::: LISTED ENTRIES :::

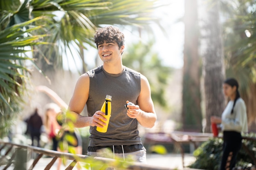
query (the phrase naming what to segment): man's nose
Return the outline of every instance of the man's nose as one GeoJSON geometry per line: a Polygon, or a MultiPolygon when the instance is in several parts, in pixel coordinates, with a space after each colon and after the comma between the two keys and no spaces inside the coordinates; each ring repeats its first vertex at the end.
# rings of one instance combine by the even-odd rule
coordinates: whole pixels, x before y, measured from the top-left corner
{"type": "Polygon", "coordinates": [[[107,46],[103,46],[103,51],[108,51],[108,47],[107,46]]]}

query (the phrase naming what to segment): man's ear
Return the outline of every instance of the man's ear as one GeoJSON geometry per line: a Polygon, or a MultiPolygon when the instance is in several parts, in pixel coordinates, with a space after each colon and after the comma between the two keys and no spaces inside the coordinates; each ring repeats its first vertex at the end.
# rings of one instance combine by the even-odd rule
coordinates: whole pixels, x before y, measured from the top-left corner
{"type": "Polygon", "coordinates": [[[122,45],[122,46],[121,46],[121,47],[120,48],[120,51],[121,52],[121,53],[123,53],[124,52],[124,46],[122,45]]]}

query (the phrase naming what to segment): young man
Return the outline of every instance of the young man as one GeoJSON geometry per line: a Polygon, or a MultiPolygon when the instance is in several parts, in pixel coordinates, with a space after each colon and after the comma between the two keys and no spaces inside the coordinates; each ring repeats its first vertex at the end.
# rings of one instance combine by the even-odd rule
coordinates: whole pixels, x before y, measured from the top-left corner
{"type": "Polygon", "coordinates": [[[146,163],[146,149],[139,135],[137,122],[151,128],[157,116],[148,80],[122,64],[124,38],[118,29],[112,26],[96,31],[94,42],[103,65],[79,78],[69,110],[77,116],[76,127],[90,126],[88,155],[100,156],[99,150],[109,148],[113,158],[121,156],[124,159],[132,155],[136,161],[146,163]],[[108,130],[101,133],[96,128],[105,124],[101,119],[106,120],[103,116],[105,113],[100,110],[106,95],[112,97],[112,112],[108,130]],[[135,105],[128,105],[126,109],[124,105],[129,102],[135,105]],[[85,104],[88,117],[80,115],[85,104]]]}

:::

Rewrite all of the records above with "query" changed to "prompt" and everything else unchanged. Leave the pictures out.

ANSWER TO THIS EXERCISE:
prompt (the phrase naming what to segment): man's nose
Return the outline of every instance of the man's nose as one GeoJSON geometry per line: a Polygon, or a MultiPolygon when the instance is in several parts, in pixel coordinates, with a space after each colon and after the comma between the two keys and no spaces inside the coordinates; each ring repeats its first vertex at the end.
# rings of one instance combine by the even-odd rule
coordinates: whole pixels, x before y, measured from the top-left corner
{"type": "Polygon", "coordinates": [[[107,46],[103,46],[103,51],[108,51],[108,47],[107,46]]]}

prompt (the phrase naming what to segment): man's ear
Return the outline of every instance of the man's ear as one GeoJSON geometry per line: a Polygon, or a MultiPolygon when the instance is in several parts, in pixel coordinates, with a space after each colon and after the comma between the two keys and no spaces inside the coordinates; each ring repeats its first vertex at the end.
# rings of one instance combine by the even-odd rule
coordinates: whole pixels, x before y, measured from the top-left corner
{"type": "Polygon", "coordinates": [[[122,45],[122,46],[121,46],[121,47],[120,48],[120,51],[121,52],[121,53],[123,53],[124,52],[124,46],[122,45]]]}

prompt (the phrase naming what to segment): young man
Return the outline of every instance of the young man as one GeoJSON geometry per line: a Polygon, or a MultiPolygon when the instance is in several parts, in pixel coordinates, with a space after each colon and after the comma between the two keys and no spaces inside the coordinates; each ring repeats its first vertex at the end.
# rings of one instance combine by the even-odd rule
coordinates: whole pixels, x before y, measured from the top-left corner
{"type": "Polygon", "coordinates": [[[146,163],[146,149],[139,135],[137,122],[151,128],[157,116],[148,80],[122,64],[124,38],[118,29],[112,26],[96,31],[94,42],[103,65],[79,78],[69,110],[77,116],[76,127],[90,126],[88,155],[100,156],[99,150],[109,148],[113,158],[121,156],[124,159],[132,155],[136,161],[146,163]],[[108,130],[101,133],[96,128],[105,124],[101,119],[106,120],[103,116],[105,113],[100,110],[106,95],[112,97],[112,112],[108,130]],[[135,105],[128,105],[126,109],[124,105],[129,102],[135,105]],[[85,104],[88,117],[80,115],[85,104]]]}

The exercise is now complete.